Exercise instructions
Count how many lines of the listing below contain the word "adult", and reply with that number alone.

Provided information
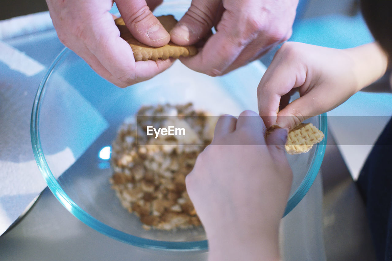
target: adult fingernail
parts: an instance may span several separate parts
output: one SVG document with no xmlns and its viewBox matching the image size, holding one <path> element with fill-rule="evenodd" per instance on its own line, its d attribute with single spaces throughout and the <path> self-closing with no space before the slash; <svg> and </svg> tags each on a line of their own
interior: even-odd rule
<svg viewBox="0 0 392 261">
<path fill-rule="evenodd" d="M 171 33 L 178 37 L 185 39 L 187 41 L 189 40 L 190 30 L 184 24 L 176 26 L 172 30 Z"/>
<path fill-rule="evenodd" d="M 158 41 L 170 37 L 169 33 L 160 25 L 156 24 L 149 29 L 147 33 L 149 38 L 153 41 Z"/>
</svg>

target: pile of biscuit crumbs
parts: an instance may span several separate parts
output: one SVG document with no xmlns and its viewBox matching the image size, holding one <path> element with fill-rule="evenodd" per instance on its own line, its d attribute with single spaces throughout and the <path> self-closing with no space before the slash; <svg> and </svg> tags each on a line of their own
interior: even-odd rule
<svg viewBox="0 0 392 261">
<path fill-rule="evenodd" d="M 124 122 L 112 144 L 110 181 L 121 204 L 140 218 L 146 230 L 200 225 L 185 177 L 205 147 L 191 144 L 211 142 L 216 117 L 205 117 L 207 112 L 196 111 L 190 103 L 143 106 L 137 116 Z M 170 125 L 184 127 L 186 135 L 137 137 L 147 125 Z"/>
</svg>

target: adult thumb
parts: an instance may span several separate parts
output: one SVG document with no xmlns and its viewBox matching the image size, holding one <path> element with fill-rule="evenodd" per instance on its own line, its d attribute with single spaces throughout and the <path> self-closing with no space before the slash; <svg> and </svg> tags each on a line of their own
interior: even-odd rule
---
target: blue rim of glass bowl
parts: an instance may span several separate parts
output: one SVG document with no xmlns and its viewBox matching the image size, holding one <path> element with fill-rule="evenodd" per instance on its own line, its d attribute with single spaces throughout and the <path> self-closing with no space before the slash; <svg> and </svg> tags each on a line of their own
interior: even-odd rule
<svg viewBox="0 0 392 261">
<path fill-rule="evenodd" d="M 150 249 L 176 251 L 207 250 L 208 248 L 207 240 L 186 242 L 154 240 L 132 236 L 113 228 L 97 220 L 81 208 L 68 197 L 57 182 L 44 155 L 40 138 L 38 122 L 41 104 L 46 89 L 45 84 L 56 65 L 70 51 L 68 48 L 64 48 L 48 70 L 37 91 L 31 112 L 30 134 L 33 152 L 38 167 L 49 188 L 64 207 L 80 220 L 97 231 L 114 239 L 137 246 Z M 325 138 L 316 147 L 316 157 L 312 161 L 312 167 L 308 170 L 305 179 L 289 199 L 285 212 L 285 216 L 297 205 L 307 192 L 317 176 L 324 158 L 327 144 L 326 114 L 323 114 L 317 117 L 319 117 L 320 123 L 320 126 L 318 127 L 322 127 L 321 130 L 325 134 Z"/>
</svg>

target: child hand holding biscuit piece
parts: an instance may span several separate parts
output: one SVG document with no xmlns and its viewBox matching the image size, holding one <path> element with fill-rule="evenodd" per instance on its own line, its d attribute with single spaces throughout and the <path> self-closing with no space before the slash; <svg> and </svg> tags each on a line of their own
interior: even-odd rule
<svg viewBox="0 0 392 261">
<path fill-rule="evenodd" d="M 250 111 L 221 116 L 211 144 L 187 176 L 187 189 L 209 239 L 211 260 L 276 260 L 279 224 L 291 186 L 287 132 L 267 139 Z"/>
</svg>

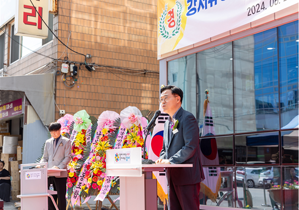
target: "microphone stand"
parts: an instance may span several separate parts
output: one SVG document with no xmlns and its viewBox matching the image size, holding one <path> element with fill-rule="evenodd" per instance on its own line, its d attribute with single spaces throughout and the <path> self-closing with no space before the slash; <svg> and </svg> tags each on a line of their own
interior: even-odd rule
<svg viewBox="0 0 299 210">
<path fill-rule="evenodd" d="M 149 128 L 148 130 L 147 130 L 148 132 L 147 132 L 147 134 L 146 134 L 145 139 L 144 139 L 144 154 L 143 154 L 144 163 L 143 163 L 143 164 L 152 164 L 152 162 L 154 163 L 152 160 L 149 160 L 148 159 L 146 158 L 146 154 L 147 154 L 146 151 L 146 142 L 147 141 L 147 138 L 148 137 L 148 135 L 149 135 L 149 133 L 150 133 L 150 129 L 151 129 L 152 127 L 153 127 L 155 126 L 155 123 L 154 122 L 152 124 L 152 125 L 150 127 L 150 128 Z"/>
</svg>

Completed task
2